'''
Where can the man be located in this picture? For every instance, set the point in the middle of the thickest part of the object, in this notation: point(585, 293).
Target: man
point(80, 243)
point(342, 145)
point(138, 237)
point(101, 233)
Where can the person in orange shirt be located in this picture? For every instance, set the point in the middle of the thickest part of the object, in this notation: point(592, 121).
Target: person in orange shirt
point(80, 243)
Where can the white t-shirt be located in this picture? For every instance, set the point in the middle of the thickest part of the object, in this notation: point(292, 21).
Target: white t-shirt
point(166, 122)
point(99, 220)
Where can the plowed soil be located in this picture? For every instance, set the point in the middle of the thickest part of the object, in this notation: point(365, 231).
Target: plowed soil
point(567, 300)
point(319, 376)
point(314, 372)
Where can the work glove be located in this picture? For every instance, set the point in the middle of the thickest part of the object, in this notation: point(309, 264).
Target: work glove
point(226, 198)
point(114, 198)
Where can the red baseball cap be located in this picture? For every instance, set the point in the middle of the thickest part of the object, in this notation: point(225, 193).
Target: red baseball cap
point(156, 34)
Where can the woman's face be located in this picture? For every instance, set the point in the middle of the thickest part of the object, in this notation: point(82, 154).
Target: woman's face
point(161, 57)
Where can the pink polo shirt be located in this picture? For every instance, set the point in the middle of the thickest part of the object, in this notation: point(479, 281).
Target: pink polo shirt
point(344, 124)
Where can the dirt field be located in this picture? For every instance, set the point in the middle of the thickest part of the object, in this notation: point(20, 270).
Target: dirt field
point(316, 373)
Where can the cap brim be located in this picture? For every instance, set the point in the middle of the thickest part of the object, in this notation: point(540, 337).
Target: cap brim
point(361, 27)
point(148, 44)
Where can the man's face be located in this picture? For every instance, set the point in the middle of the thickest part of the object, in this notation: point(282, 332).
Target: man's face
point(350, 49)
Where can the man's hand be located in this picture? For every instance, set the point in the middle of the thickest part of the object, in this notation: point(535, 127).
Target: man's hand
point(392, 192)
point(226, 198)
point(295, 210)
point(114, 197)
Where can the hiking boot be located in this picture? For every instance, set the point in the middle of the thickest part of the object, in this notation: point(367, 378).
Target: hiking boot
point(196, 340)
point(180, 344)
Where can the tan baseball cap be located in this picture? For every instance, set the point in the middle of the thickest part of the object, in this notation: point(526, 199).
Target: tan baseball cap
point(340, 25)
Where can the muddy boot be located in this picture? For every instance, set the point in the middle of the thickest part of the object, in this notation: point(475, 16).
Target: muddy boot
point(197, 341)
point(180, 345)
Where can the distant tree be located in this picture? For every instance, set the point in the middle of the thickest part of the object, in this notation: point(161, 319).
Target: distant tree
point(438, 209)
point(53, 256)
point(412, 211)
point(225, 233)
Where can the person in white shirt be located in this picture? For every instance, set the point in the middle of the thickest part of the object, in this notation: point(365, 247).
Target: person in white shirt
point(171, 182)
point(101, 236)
'''
'''
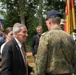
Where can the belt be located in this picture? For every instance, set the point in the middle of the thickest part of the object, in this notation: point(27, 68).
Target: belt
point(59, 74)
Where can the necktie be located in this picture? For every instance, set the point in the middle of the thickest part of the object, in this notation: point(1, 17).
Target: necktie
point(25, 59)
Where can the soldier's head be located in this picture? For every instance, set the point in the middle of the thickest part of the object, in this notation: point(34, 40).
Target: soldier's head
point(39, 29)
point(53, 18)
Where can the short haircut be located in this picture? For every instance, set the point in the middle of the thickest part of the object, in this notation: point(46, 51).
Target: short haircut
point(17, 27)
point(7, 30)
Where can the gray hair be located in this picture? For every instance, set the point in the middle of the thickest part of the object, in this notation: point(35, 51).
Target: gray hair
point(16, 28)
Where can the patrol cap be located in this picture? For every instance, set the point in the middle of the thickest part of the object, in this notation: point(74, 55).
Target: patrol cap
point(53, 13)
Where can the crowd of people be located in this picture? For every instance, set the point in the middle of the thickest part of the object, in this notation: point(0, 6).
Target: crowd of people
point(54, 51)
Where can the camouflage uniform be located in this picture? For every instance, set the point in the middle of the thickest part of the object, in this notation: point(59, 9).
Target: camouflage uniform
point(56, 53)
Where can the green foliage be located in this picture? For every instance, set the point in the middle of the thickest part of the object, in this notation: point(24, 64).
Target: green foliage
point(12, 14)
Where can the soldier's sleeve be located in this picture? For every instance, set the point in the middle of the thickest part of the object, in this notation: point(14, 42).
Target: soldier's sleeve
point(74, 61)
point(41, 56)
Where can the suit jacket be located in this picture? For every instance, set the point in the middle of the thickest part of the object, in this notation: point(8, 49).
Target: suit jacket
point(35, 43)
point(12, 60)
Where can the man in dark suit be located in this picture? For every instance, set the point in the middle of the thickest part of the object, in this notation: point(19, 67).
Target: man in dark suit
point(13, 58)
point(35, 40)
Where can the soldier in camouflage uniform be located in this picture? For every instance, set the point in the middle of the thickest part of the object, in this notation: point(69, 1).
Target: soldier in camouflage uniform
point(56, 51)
'''
* What is needed: The lines above, starting at the one with "Target: gray hair" and ending at the one with "Where can the camouflage", are the only ones to return, exactly as written.

* Exercise output:
Target: gray hair
point(16, 28)
Where can the patrol cap be located in this picture? For every instance, set the point in the middle of the thickest part of the object, in this notation: point(74, 55).
Target: patrol cap
point(53, 13)
Where can the crowd of people be located in this picture? For every instance, set the point in the middle of the thickest part of the object, in this notation: point(0, 6).
Target: crowd of people
point(54, 51)
Where can the camouflage uniform be located in this picture? For every instance, set the point in the middle of the thickest part of the object, in this notation: point(59, 9).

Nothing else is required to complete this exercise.